Pull out every row below and reproduce all of its lines unchanged, from the first line to the last.

# # # # #

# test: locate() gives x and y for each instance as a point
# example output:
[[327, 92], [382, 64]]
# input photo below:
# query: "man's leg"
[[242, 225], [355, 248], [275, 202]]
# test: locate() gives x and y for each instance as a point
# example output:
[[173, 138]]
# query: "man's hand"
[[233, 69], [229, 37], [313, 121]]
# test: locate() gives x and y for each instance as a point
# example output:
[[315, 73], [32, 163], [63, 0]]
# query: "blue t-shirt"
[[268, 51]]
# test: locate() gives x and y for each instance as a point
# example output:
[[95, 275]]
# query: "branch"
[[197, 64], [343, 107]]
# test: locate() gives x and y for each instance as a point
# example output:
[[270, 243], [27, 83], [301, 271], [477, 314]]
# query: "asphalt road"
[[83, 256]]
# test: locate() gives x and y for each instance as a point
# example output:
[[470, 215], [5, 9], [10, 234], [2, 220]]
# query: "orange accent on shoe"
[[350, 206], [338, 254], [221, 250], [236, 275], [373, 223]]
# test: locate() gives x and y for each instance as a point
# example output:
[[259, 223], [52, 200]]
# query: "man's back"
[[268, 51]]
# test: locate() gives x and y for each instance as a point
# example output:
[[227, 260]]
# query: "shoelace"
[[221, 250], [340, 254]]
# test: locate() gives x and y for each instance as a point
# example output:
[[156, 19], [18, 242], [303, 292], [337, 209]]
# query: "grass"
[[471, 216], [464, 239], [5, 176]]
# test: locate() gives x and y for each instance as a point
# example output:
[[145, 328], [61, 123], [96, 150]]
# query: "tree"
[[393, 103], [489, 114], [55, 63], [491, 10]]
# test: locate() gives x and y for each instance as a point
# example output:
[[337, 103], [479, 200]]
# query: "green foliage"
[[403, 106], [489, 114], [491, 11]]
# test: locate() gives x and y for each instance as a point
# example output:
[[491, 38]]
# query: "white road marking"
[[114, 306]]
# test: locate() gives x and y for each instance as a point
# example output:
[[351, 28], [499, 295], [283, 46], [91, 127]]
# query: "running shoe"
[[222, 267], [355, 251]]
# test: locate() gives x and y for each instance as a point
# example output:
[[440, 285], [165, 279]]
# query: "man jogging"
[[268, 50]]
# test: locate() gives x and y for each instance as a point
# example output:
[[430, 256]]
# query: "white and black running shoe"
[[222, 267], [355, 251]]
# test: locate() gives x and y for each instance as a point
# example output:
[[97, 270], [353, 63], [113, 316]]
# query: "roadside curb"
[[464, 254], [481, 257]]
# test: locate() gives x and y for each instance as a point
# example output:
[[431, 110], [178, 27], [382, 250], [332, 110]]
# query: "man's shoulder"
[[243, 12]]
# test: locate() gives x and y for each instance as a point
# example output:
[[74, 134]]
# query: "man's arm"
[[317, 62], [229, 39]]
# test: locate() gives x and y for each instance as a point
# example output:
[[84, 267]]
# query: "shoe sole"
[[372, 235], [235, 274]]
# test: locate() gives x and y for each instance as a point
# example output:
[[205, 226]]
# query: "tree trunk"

# # # # #

Full response.
# test: locate() gives x and y for each instance as a point
# example output:
[[327, 92], [382, 64]]
# input photo below:
# query: "man's leg"
[[242, 225], [355, 248], [275, 202]]
# test: locate() gives x and y for each instance as a point
# example output:
[[173, 138]]
# query: "man's hand"
[[233, 69], [229, 37], [313, 121]]
# test: locate() gives x and y for each instance as a point
# example output:
[[315, 73], [32, 163], [63, 0]]
# query: "blue t-shirt"
[[268, 51]]
# test: locate() gives x and y for each instance as a point
# example output:
[[95, 275]]
# query: "branch"
[[197, 64], [343, 107]]
# test: locate() gives x and y for each instance as a point
# example output:
[[270, 243], [27, 83], [301, 271], [477, 314]]
# query: "asphalt road"
[[83, 256]]
# test: locate() gives x and y for each instance as a point
# example output:
[[470, 215], [5, 9], [10, 234], [2, 220]]
# query: "orange accent on shoe"
[[350, 206], [338, 254], [221, 250], [236, 275], [373, 223]]
# test: locate() gives x and y for each instance as a point
# example output:
[[259, 223], [52, 200]]
# query: "man's back"
[[268, 51]]
# test: locate() gives x and y for each instance as a point
# example output:
[[227, 260]]
# query: "shoelace"
[[221, 250], [340, 254]]
# test: locate() gives x and y for each instance as a point
# example output:
[[156, 19], [18, 242], [303, 292], [337, 209]]
# query: "grass"
[[471, 216], [464, 239], [5, 176]]
# test: locate() gives x and y for each instance as a point
# example output:
[[145, 328], [61, 123], [96, 150]]
# query: "tree"
[[393, 103], [489, 114], [55, 63], [491, 10]]
# test: locate() gives x and y for each instance as a point
# example output:
[[337, 103], [479, 200]]
# query: "green foliage"
[[403, 106], [489, 114], [491, 11]]
# test: locate() gives x and y for each instance as a point
# example output:
[[491, 38]]
# query: "white road marking"
[[114, 306]]
# test: locate() gives x and y for each instance as a point
# example output:
[[351, 28], [499, 295], [283, 46], [91, 127]]
# query: "running shoe"
[[222, 267], [355, 251]]
# test: locate() gives x and y for each instance as a point
# example output:
[[440, 285], [165, 279]]
# query: "man jogging"
[[268, 50]]
# test: locate() gives x and y for each instance as a point
# example output:
[[430, 256]]
# query: "white and black running shoe"
[[222, 267], [355, 251]]
# test: locate() gives x and y for each instance as a point
# example output:
[[97, 270], [353, 63], [113, 316]]
# query: "roadside curb"
[[464, 254], [481, 257]]
# test: locate() gives x and y for each instance as a point
# example output:
[[431, 110], [178, 27], [382, 250], [332, 110]]
# query: "man's shoulder"
[[243, 12]]
# test: locate() gives x and y for each instance as a point
# example output:
[[74, 134]]
# query: "man's arm"
[[317, 62], [229, 39]]
# test: locate() gives x and y for each instance as a point
# example output:
[[84, 267]]
# query: "shoe sole"
[[372, 235], [235, 274]]
# test: locate() gives x and y for each instance as a point
# example output:
[[205, 226]]
# query: "tree trunk"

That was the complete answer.